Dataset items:
____

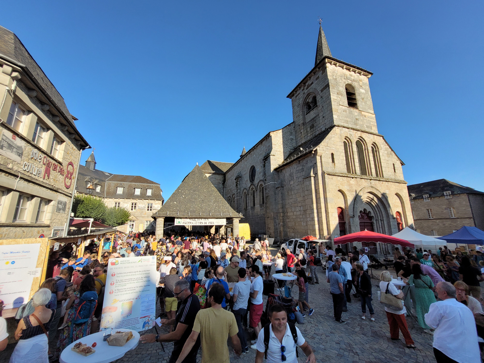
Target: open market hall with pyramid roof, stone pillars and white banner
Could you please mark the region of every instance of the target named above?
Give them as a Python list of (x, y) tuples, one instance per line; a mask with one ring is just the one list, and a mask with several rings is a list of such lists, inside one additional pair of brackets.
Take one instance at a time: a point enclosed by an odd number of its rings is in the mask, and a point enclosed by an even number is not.
[(239, 233), (242, 213), (234, 211), (214, 187), (209, 180), (213, 174), (207, 176), (207, 171), (202, 170), (210, 167), (215, 173), (218, 167), (226, 167), (222, 164), (229, 163), (207, 161), (202, 166), (197, 164), (183, 179), (166, 203), (152, 214), (156, 220), (156, 238), (163, 237), (164, 228), (172, 225), (211, 232), (217, 227), (220, 233), (224, 233), (226, 225), (231, 224), (233, 234)]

____

Your assignment:
Find the line that contains "Could you please". Copy it and every line after it to the end of the records, exactly, and nothing more.

Task output:
Could you please mark the region of every instance of the target named above?
Give them as a Python list of (x, y) tuples, one instance per line; a mask with one ring is just the one list, and a mask with several rings is a list of such lists, inside one additional pair of brackets.
Take one instance at a time: a point enclosed by an odd number of its rings is in the mask, and a point enclosed by an even number is not.
[(239, 233), (242, 213), (234, 211), (214, 187), (209, 180), (213, 174), (207, 176), (207, 171), (202, 170), (210, 167), (215, 173), (218, 167), (226, 167), (222, 164), (229, 163), (207, 161), (202, 166), (197, 164), (183, 179), (166, 203), (152, 214), (156, 220), (156, 238), (163, 237), (164, 228), (172, 225), (211, 232), (217, 227), (220, 233), (224, 233), (226, 225), (231, 224), (233, 234)]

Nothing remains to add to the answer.